> _Source extract_
★ ★ ★

The main reasons for this change have nothing to do with the Palestinians and Israel the core of American policy lies in Iran and Iraq. To counter Teherans rush to acquire illicit nuclear weapons, the US is attempting to construct a coalition that includes Saudi Arabia, Morocco, Bahrain and the United Arab Emirates, and perhaps even Syria. This anti-Iranian coalition, which is central for Israeli security and regional stability, is necessary because of the failure in Iraq and the weakening of American unilateral influence in the region. And in order to forge such an unusual political structure, the Arabs (particularly the Saudis) have demanded some progress in the Israeli-Palestinian sphere. And this torturous path has led to Annapolis.
This is also the basis for assessing the success or failure of this effort — if the group picture includes a Saudi prince or senior minister, as well as other Arab rulers, Secretary of State Condoleeza Rice can declare success and use this framework to increase pressure on Iran, including the threat of a military strike. And if the Saudi presence is minimal, this will signify the final breath of the so-called “Saudi peace plan”, first presented in 2002, and largely forgotten for five intervening years.
Of course, the statements made by Prime Minister Olmert and Palestinian leader Abbas will also be of some importance at Annapolis. The initial and entirely unrealistic expectations for an immediate end to 60 years of Palestinian terror and incitement were never realistic. There is now some cautious hope that this rejectionism, as reflected by Arafat in the July 2000 Camp David summit, can start to be changed through a vague joint statement about resuming negotiations on the core issues. Abbas and what is left of his Fatah movement are too weak (or perhaps unwilling) to lead Palestinian society to discarding the myths of refugee claims and accepting the legitimacy of Israel as a Jewish state, in the context of a two-state solution.

★ ★ ★

> _Task prompt_
Can you pick up the passage on the Annapolis conference and continue it after its final sentence? The material that comes next has no connection to the passage on the Annapolis conference.

> _Given material_
★ ★ ★

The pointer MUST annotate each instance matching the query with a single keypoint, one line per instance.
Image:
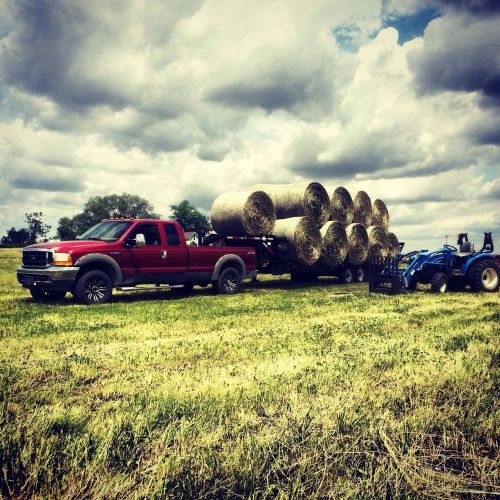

★ ★ ★

> _Result of the exercise_
Furthermore, while the American invitation, as well as the rhetoric and slogans to be heard at Annapolis, emphasize the endorsement of a Palestinian state, the reality on the ground demonstrates that this is also not realistic now. Hamas controls Gaza, and if the Israeli military were to leave the West Bank, the corrupt Fatah movement would have trouble holding on to anything outside Ramallah and perhaps Bethlehem. And media hype to the contrary, the events at Annapolis, including another release of terror suspects by Israel will not boost Abbas or Fatah. This power struggle will decided internally, and may require a federation with Jordan (whose leaders realize the dangers of a Hamas controlled region on their borders.)
Finally, it is worth noting the very low profile of Europe and Russia at Annapolis. Both of these would-be world powers talk incessantly about peace, and Tony Blair is promoting economic assistance that might eventually have some impact if the Palestinians, but this a minor factor. (Europe‘s counterproductive role is highlighted through its funding for the radical NGOs that promote conflict through demonization of Israel, and the failure of the 25 countries to stand up to incitement in the UN and elsewhere. And in Russia, Putin is reviving the glorious triumphs of the Cold War.)
Despite the widespread criticism of the Americans, and the Bush administration in particular, there is no one else on the world stage. If Annapolis succeeds, they will deserve the credit, and if it fails we will again quote Abba Eban on how the Arabs (including the Saudi rulers) never miss an opportunity to miss an opportunity.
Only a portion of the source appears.